◆ Requirement ◆
Give back all of the records underneath exactly, with no omissions.

[Excerpts from a dataset]
—————
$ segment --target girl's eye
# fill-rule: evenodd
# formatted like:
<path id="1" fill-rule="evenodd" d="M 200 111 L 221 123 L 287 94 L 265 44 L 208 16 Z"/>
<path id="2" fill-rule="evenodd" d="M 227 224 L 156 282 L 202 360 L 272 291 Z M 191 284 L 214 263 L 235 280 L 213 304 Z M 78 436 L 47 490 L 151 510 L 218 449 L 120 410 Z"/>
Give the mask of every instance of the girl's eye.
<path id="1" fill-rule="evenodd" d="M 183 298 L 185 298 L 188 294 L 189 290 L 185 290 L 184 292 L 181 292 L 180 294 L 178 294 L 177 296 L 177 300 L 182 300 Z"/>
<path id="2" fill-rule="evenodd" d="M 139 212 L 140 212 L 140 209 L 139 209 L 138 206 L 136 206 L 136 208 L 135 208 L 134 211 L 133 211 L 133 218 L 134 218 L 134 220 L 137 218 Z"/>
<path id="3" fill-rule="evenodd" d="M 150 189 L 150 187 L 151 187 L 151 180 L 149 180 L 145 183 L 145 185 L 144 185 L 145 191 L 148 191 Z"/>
—————
◆ Task response ◆
$ segment --target girl's eye
# fill-rule: evenodd
# formatted like:
<path id="1" fill-rule="evenodd" d="M 200 111 L 221 123 L 287 94 L 265 44 L 208 16 Z"/>
<path id="2" fill-rule="evenodd" d="M 227 224 L 156 282 L 202 360 L 272 291 Z M 191 284 L 214 263 L 235 280 L 213 304 Z M 78 436 L 47 490 L 151 510 L 218 449 L 120 410 Z"/>
Give the mask of every instance of the girl's eye.
<path id="1" fill-rule="evenodd" d="M 183 298 L 185 298 L 188 294 L 189 290 L 185 290 L 184 292 L 181 292 L 180 294 L 178 294 L 177 296 L 177 300 L 182 300 Z"/>
<path id="2" fill-rule="evenodd" d="M 139 212 L 140 212 L 140 209 L 139 209 L 138 206 L 136 206 L 136 208 L 135 208 L 134 211 L 133 211 L 133 218 L 134 218 L 134 220 L 137 218 Z"/>
<path id="3" fill-rule="evenodd" d="M 150 189 L 150 187 L 151 187 L 151 180 L 149 180 L 145 183 L 145 185 L 144 185 L 145 191 L 148 191 Z"/>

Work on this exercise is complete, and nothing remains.